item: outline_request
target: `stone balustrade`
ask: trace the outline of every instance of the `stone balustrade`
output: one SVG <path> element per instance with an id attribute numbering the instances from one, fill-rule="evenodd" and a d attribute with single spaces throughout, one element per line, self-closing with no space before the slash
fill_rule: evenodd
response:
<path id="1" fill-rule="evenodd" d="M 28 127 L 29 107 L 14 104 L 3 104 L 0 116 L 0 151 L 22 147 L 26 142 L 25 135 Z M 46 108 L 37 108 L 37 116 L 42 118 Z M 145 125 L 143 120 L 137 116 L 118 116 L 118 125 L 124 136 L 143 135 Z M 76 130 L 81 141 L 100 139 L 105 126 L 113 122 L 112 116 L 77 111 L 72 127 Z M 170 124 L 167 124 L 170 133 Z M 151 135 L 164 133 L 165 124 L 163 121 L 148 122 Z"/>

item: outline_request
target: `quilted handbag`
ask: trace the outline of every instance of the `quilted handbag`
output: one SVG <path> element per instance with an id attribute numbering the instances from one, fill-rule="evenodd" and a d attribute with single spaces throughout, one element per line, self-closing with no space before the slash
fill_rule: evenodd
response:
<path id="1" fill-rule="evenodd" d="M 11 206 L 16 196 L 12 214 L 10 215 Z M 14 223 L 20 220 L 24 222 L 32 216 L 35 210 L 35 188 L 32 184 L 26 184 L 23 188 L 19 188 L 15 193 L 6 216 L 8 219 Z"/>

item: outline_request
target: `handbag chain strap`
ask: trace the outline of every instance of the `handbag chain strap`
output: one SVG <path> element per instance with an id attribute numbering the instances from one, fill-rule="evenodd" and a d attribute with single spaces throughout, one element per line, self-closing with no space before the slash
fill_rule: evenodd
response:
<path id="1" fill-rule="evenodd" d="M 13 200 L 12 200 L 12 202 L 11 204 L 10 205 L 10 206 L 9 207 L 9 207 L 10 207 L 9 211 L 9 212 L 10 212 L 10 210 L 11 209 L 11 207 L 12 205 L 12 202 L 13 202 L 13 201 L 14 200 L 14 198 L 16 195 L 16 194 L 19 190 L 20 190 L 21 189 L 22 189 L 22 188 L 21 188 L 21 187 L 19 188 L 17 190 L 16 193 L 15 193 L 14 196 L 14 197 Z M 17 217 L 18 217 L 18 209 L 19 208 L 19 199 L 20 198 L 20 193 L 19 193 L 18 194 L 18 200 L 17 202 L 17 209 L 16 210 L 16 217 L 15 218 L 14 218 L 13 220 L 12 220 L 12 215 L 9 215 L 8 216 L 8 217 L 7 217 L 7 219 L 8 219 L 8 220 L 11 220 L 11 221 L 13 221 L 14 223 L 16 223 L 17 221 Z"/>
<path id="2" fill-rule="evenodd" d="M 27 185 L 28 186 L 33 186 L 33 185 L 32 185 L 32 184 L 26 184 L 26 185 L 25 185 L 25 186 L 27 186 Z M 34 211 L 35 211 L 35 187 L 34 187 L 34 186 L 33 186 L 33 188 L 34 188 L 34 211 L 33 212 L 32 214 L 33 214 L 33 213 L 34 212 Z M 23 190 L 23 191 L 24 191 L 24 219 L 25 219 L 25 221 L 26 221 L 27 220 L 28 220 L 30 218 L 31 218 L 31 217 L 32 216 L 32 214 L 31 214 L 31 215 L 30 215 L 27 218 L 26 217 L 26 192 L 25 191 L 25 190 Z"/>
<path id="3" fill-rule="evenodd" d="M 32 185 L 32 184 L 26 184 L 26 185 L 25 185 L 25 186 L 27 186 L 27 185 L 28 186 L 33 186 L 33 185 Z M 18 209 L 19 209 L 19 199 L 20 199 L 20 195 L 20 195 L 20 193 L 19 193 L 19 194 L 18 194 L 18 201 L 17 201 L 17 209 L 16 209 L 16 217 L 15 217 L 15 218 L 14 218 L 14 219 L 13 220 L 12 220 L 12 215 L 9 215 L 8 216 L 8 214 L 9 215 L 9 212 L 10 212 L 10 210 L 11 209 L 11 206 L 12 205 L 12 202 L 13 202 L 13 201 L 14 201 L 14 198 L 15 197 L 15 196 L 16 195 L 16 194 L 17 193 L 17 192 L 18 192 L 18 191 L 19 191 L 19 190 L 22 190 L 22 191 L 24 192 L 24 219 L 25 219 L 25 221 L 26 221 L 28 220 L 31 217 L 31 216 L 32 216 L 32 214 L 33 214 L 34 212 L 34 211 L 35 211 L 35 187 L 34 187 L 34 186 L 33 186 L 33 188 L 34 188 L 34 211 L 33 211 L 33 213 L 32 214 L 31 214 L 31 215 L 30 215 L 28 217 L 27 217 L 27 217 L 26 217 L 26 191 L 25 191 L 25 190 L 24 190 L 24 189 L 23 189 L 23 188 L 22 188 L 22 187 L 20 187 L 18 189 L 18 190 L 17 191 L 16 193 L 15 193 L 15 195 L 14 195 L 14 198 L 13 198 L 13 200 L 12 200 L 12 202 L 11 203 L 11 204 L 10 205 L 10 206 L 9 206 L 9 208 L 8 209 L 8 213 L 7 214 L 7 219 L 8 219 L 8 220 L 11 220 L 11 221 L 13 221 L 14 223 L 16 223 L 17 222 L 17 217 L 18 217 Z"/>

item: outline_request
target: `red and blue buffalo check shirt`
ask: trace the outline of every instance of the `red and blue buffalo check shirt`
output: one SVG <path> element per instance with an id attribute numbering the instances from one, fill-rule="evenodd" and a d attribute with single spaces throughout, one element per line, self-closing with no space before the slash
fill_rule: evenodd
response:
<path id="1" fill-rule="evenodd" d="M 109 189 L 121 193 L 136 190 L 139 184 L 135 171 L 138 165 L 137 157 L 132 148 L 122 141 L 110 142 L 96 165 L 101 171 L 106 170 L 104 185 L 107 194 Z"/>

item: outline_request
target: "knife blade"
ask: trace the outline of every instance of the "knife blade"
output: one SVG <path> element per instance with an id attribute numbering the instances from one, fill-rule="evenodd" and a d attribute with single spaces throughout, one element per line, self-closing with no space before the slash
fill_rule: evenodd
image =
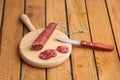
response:
<path id="1" fill-rule="evenodd" d="M 71 43 L 75 45 L 80 45 L 92 49 L 99 49 L 99 50 L 105 50 L 105 51 L 113 51 L 114 47 L 112 45 L 102 44 L 102 43 L 96 43 L 96 42 L 87 42 L 85 40 L 72 40 L 67 38 L 55 38 L 57 41 L 65 42 L 65 43 Z"/>

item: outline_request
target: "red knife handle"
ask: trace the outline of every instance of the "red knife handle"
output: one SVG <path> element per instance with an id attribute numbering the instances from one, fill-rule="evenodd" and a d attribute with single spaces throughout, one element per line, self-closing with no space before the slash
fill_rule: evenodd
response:
<path id="1" fill-rule="evenodd" d="M 93 49 L 99 49 L 99 50 L 105 50 L 105 51 L 112 51 L 114 47 L 112 45 L 106 45 L 101 43 L 92 43 L 87 41 L 81 41 L 81 46 L 93 48 Z"/>

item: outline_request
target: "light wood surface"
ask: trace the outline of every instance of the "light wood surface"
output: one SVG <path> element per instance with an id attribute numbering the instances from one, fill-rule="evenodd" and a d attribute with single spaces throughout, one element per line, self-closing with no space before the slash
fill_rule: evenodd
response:
<path id="1" fill-rule="evenodd" d="M 0 80 L 120 80 L 120 0 L 0 0 Z M 5 3 L 4 3 L 5 2 Z M 2 10 L 1 10 L 2 9 Z M 67 31 L 84 29 L 71 39 L 112 44 L 112 52 L 72 45 L 61 65 L 41 69 L 19 55 L 20 40 L 29 32 L 20 21 L 27 14 L 36 29 L 63 22 Z M 64 32 L 60 26 L 57 30 Z"/>
<path id="2" fill-rule="evenodd" d="M 23 0 L 13 0 L 12 2 L 7 0 L 5 4 L 1 37 L 0 79 L 19 80 L 21 63 L 18 45 L 22 38 L 22 24 L 19 17 L 23 13 L 24 2 Z"/>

____

▸ **TASK**:
Copy out the items from their first line up to and including the line that contains "28 127 L 29", keeping every character of each line unchanged.

▸ **RESPONSE BELOW**:
item: outline_request
target: `stone balustrade`
ask: trace the outline of every instance of the `stone balustrade`
output: one SVG <path> element per instance with an id attribute numbering the instances from one, fill-rule="evenodd" and a d attribute with single spaces throughout, one element per line, self-closing with no space before the slash
fill_rule: evenodd
response:
<path id="1" fill-rule="evenodd" d="M 28 127 L 29 107 L 14 104 L 3 104 L 0 116 L 0 151 L 22 147 L 26 142 L 25 135 Z M 46 108 L 37 108 L 37 116 L 42 118 Z M 145 125 L 143 120 L 137 116 L 118 116 L 118 125 L 124 136 L 143 135 Z M 76 130 L 81 141 L 100 139 L 105 126 L 113 122 L 112 116 L 77 111 L 72 127 Z M 170 124 L 167 124 L 170 133 Z M 151 135 L 164 133 L 165 124 L 163 121 L 148 122 Z"/>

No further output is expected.